Begin
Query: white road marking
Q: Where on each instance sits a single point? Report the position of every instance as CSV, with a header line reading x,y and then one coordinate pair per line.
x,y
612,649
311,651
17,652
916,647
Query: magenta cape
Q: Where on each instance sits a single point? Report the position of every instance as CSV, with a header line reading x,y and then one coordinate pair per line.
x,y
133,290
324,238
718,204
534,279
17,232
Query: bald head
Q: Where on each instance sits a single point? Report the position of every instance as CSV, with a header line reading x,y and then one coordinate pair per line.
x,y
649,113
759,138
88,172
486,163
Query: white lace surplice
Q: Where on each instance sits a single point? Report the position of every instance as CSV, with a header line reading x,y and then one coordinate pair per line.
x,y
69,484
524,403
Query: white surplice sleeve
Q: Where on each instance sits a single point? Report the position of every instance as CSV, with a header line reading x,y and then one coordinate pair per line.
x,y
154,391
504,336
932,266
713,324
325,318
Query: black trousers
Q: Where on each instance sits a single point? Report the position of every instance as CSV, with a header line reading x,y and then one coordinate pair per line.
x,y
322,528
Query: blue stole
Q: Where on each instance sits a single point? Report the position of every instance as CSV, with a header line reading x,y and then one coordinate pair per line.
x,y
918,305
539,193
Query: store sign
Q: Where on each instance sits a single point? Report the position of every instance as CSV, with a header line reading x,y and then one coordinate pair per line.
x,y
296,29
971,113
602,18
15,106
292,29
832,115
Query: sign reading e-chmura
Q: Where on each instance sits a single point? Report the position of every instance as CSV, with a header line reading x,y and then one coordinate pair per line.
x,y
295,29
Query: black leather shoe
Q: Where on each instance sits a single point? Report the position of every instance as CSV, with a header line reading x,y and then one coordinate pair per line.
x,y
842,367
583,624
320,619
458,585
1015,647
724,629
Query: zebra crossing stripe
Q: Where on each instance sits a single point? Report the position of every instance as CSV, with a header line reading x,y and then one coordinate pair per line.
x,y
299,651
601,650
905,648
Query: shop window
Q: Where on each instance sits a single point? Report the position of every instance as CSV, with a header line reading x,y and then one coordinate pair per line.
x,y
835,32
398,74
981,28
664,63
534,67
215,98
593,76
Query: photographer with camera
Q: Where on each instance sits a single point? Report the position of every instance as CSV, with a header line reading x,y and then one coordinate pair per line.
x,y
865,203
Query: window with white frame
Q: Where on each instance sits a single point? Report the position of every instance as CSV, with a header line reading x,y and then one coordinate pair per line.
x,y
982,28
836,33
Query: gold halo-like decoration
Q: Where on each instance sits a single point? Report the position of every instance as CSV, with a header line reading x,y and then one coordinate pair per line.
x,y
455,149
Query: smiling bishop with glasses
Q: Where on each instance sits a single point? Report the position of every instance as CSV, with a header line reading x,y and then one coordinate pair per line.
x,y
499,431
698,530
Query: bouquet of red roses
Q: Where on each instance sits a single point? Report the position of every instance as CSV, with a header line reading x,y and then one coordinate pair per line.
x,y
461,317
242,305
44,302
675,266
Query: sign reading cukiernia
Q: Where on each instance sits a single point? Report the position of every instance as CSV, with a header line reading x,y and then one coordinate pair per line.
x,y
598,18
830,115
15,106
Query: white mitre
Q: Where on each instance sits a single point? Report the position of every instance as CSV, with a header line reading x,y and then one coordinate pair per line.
End
● **Exercise requirements**:
Copy the items above from the line that contains "Query: gold halo-like decoration" through the last line, substituting "bunch" for "bouquet" and leaving everything else unchanged.

● **Solved exercise**:
Query: gold halo-like decoration
Q: Where on each instance sits a single point? Report the position of every instance as CSV, with a header line reading x,y and then one coordinate pair per line.
x,y
455,149
Query: smiling bishop with glasses
Q: Where on each instance sits a single point? Report the position of every instance as CSV, with a header line reading x,y and then one coordinate pair per line.
x,y
499,431
698,530
Query: bunch of red roses
Q: Where on each instance sits a single point? Report the position of every instance as CSV, with a header line reading x,y and then one coordinate pair per line.
x,y
461,317
242,305
44,302
675,266
Query: sign reading cukiernia
Q: Where on each instance sits a single point? Report the position of every instance as CSV, with a header line reading x,y and then one coordinate pair per line.
x,y
598,18
830,115
15,106
Query: white mitre
Q: Where on each instance sits a single point? Report the position of every instance as CSV, with a header line reading x,y and then one coordinate pair per line.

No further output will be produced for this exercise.